■ Page

If you mean a machine that can make itself into God as Prime Intellect does, that depends on things I simply don’t know about the actual Universe in which we live. I am more inclined to think of the Universe as a machine which could be taking shortcuts and allowing possible back doors than most scientists are, but in no sense would I for example claim to have faith that such things are possible. I am very unimpressed with the story that physicists seem to be settling on full of singularities, compactified extra dimensions, and still unresolvable discrepancies between the math that works at macro scale and the math that works at subatomic scale. But then, I am just a guy who likes computers and good stories, and the Universe could turn out to be neither.
What do you think death holds for us? Just like an unconscious state or another life?
The short answer is that being dead will be just like not having been born yet. That wasn’t so bad, was it?

■ Stored data
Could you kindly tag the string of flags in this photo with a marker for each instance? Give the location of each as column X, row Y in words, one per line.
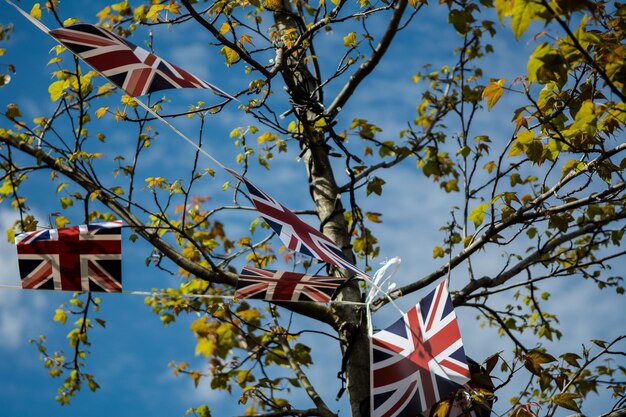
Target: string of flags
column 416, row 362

■ What you will do
Rewrite the passage about the Universe from "If you mean" up to and including "to be neither.", putting "cosmos" wherever "Universe" appears.

■ The output
If you mean a machine that can make itself into God as Prime Intellect does, that depends on things I simply don’t know about the actual cosmos in which we live. I am more inclined to think of the cosmos as a machine which could be taking shortcuts and allowing possible back doors than most scientists are, but in no sense would I for example claim to have faith that such things are possible. I am very unimpressed with the story that physicists seem to be settling on full of singularities, compactified extra dimensions, and still unresolvable discrepancies between the math that works at macro scale and the math that works at subatomic scale. But then, I am just a guy who likes computers and good stories, and the cosmos could turn out to be neither.